(Record excerpts begins)
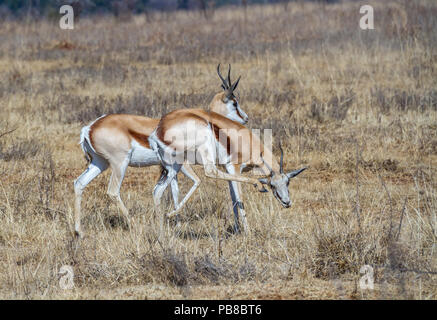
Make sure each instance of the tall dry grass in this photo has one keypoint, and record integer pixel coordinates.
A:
(358, 107)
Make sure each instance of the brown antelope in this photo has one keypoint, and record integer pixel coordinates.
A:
(121, 140)
(207, 136)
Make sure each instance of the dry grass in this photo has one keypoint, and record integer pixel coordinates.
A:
(358, 107)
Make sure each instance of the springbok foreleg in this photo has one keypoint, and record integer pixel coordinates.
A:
(118, 171)
(237, 202)
(97, 166)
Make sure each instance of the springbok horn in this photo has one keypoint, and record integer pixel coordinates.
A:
(268, 167)
(234, 86)
(281, 163)
(294, 173)
(229, 76)
(225, 85)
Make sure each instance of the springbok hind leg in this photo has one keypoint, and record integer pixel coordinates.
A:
(97, 166)
(118, 172)
(189, 172)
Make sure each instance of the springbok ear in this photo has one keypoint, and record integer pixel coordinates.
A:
(234, 86)
(294, 173)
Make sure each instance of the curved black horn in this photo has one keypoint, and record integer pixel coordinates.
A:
(229, 76)
(234, 86)
(225, 85)
(294, 173)
(265, 163)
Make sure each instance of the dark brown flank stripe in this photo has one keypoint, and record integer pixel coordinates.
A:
(217, 136)
(93, 127)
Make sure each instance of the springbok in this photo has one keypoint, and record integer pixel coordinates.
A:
(121, 140)
(208, 136)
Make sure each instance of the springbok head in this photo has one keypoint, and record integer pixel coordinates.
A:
(226, 103)
(279, 181)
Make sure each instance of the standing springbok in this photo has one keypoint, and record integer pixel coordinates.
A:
(207, 136)
(121, 140)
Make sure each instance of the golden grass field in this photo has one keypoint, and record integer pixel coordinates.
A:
(358, 107)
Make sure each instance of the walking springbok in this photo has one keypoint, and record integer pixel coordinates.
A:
(207, 136)
(121, 140)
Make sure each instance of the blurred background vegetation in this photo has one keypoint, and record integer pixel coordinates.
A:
(42, 8)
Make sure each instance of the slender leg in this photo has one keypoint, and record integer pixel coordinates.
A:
(163, 183)
(118, 172)
(237, 202)
(97, 166)
(241, 207)
(189, 172)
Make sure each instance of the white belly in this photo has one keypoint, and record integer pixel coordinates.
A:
(142, 157)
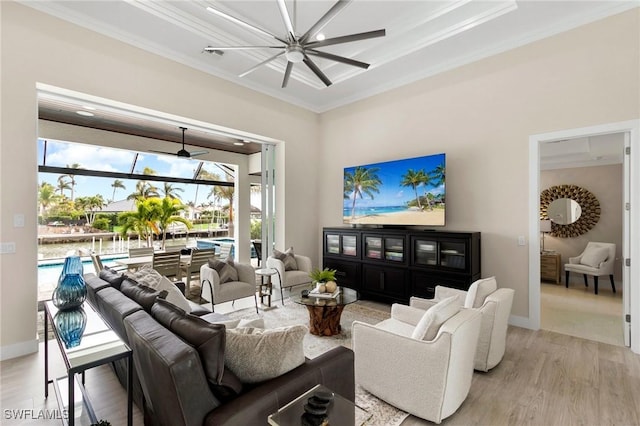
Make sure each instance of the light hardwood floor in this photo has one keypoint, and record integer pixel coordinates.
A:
(578, 312)
(545, 378)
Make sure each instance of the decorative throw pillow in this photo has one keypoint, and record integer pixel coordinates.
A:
(593, 256)
(288, 258)
(114, 278)
(142, 295)
(479, 291)
(428, 326)
(145, 275)
(151, 278)
(225, 269)
(256, 354)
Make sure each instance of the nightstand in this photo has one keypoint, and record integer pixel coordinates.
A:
(550, 269)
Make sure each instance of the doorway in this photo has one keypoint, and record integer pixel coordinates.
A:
(630, 294)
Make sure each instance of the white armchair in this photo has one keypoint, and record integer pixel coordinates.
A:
(494, 305)
(433, 377)
(290, 278)
(216, 292)
(596, 260)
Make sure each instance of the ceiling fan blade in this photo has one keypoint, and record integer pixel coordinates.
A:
(162, 152)
(287, 19)
(213, 49)
(243, 23)
(287, 73)
(337, 58)
(346, 39)
(252, 69)
(313, 67)
(322, 22)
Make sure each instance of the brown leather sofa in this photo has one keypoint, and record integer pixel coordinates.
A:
(179, 374)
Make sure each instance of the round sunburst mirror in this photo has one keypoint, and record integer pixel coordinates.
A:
(572, 210)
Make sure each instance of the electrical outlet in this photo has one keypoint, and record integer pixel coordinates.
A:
(6, 248)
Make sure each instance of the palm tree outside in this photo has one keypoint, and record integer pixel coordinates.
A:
(72, 177)
(171, 191)
(362, 181)
(63, 185)
(117, 184)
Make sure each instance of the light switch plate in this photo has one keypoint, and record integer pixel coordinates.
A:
(18, 220)
(6, 248)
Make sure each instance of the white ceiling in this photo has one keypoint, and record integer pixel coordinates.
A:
(422, 38)
(600, 150)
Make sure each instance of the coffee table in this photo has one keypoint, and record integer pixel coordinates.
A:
(341, 411)
(325, 313)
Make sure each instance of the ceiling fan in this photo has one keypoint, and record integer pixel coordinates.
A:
(183, 152)
(296, 48)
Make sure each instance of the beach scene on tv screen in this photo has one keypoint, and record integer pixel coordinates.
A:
(410, 191)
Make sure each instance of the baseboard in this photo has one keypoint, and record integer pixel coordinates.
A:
(519, 321)
(18, 349)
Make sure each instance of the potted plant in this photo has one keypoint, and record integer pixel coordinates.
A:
(324, 280)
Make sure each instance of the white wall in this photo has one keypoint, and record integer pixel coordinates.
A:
(605, 183)
(37, 48)
(481, 115)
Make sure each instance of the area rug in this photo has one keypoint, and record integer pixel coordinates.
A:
(382, 414)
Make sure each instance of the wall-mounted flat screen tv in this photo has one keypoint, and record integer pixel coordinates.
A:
(410, 191)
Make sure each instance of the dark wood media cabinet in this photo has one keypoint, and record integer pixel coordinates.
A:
(395, 264)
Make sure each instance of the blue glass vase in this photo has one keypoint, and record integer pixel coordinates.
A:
(70, 325)
(71, 290)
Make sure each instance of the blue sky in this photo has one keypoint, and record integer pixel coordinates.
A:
(61, 154)
(390, 173)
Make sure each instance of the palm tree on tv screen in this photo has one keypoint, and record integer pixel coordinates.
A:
(361, 181)
(438, 175)
(414, 179)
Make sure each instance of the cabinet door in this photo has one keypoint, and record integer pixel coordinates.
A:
(425, 252)
(350, 245)
(453, 254)
(389, 282)
(339, 244)
(332, 243)
(347, 273)
(394, 249)
(372, 247)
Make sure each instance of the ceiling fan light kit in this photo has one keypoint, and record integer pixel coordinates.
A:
(296, 48)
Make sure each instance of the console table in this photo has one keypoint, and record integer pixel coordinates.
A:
(99, 344)
(550, 267)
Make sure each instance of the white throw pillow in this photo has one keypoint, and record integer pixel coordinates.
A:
(151, 278)
(593, 256)
(479, 291)
(428, 326)
(256, 354)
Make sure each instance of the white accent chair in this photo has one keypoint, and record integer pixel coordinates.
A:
(290, 278)
(596, 260)
(494, 305)
(216, 292)
(429, 379)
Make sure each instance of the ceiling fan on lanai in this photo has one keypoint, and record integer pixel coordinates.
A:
(183, 152)
(298, 48)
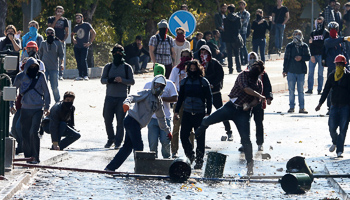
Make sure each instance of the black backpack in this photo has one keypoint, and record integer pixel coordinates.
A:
(126, 74)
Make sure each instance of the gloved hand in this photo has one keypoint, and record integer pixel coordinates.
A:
(170, 136)
(126, 107)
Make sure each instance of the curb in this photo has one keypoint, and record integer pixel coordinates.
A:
(26, 175)
(338, 187)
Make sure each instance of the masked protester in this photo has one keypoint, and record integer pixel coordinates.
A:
(82, 36)
(338, 82)
(9, 42)
(196, 98)
(147, 102)
(168, 96)
(178, 73)
(118, 77)
(245, 94)
(294, 67)
(316, 41)
(162, 48)
(51, 53)
(33, 88)
(60, 123)
(214, 73)
(32, 35)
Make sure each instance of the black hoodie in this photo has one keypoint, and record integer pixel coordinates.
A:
(214, 72)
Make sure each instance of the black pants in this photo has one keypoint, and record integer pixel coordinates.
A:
(258, 113)
(188, 122)
(232, 48)
(217, 102)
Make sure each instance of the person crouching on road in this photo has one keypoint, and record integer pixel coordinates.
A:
(338, 82)
(195, 95)
(147, 102)
(35, 96)
(60, 123)
(244, 95)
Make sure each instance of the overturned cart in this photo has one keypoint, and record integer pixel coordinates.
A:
(298, 179)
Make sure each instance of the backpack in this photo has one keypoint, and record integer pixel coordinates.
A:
(126, 74)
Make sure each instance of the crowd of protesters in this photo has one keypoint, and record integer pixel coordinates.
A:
(188, 77)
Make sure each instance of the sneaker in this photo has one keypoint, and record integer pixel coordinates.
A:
(332, 148)
(229, 137)
(174, 155)
(241, 149)
(340, 154)
(308, 92)
(108, 144)
(291, 110)
(250, 167)
(303, 111)
(198, 165)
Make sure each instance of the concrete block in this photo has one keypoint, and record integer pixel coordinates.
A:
(146, 163)
(9, 151)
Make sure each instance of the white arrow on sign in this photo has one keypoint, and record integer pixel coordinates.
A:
(183, 25)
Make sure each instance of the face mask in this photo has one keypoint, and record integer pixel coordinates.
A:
(180, 37)
(333, 33)
(162, 33)
(50, 39)
(32, 72)
(258, 17)
(33, 30)
(118, 59)
(254, 72)
(67, 104)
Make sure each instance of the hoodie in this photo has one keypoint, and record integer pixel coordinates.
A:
(214, 72)
(146, 104)
(232, 24)
(33, 99)
(51, 54)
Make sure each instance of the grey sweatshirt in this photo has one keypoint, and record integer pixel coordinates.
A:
(32, 99)
(146, 104)
(115, 89)
(51, 54)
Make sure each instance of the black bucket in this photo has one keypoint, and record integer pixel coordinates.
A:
(215, 165)
(296, 183)
(180, 170)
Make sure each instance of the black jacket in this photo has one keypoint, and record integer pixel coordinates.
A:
(214, 72)
(132, 50)
(232, 24)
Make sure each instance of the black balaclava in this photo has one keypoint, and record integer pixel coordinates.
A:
(32, 72)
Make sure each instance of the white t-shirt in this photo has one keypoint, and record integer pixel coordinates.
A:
(177, 77)
(178, 50)
(169, 91)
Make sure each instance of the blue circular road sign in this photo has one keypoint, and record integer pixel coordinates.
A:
(182, 19)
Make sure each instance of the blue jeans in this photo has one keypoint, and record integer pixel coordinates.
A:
(243, 50)
(260, 43)
(81, 58)
(30, 122)
(114, 106)
(310, 78)
(241, 119)
(133, 141)
(52, 75)
(279, 35)
(154, 132)
(135, 61)
(298, 79)
(338, 117)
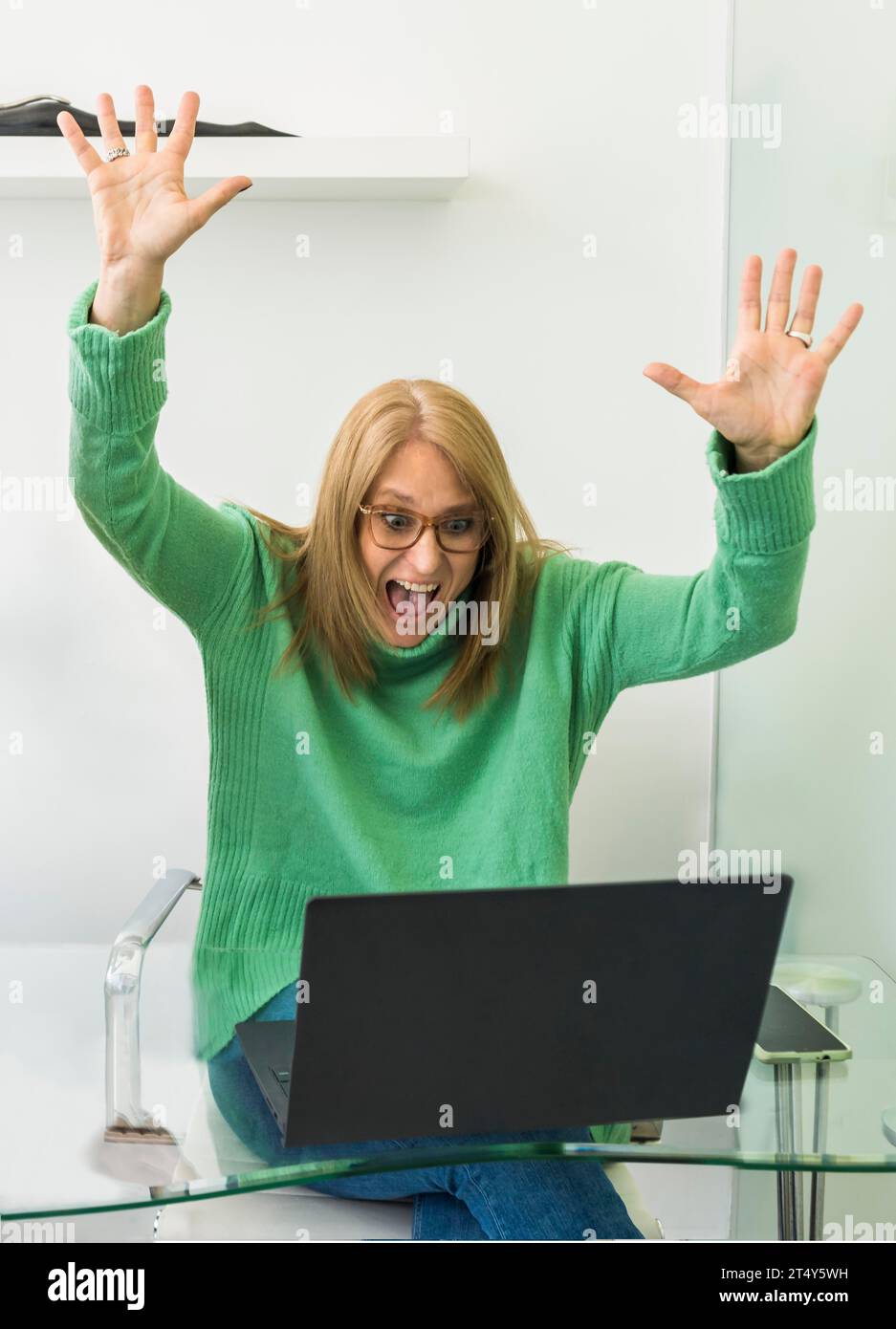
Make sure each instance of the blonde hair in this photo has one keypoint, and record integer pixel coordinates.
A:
(324, 556)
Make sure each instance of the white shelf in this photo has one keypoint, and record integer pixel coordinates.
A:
(364, 169)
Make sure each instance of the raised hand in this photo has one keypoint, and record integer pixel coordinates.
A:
(772, 385)
(142, 210)
(140, 205)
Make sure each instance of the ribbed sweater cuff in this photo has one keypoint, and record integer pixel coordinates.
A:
(116, 381)
(763, 512)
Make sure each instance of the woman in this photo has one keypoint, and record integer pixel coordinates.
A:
(361, 745)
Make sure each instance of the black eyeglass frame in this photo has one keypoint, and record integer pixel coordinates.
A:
(370, 510)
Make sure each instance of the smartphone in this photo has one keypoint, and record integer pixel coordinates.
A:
(789, 1033)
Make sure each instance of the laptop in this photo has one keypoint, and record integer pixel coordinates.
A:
(447, 1013)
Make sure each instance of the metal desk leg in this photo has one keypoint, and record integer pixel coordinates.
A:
(784, 1128)
(820, 1134)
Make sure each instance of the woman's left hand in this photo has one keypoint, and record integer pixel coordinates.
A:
(767, 398)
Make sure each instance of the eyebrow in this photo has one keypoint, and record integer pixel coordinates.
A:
(446, 512)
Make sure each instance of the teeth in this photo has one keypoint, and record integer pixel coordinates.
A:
(416, 585)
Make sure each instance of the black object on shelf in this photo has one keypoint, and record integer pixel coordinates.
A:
(36, 116)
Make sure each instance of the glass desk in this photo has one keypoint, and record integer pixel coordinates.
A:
(57, 1161)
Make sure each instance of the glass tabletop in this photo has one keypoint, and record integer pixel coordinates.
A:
(56, 1161)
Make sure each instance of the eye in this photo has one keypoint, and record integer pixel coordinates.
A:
(394, 520)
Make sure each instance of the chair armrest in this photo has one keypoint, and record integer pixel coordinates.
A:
(125, 1117)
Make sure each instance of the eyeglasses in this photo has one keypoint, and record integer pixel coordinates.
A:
(399, 528)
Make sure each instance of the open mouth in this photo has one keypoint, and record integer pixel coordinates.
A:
(402, 599)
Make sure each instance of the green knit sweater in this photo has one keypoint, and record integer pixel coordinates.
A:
(310, 794)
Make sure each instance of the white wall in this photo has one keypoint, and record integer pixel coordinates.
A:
(572, 112)
(797, 771)
(573, 123)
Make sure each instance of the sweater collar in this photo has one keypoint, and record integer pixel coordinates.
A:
(399, 661)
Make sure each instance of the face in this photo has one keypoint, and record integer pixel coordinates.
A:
(421, 477)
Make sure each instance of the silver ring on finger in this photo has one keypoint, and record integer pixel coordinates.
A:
(806, 338)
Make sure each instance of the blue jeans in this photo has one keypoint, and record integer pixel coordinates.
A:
(503, 1200)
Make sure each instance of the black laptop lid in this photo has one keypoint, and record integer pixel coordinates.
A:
(466, 1012)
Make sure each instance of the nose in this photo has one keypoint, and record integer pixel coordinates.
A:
(426, 555)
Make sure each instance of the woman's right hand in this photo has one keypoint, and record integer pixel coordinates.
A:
(140, 207)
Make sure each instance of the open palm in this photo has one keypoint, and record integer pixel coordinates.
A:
(140, 207)
(766, 401)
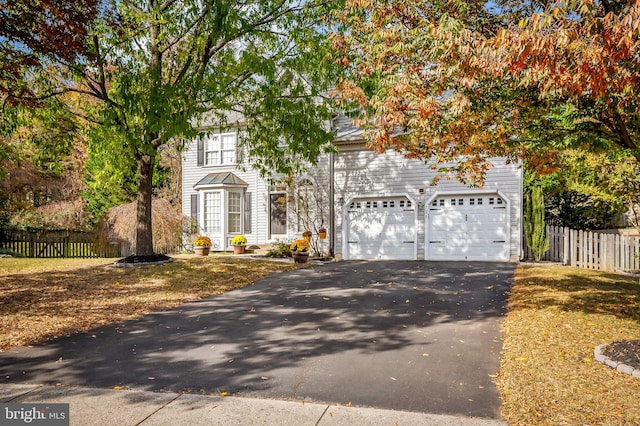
(Record excerpts ends)
> Exercise details: Where does "hoodie" occur in the data? Copy each line that has it.

> Solution:
Make sure each instance of the black hoodie in this photo has one keypoint, and record integer pixel coordinates.
Make sure each instance of the hoodie in this photo has one keypoint, and record integer pixel coordinates.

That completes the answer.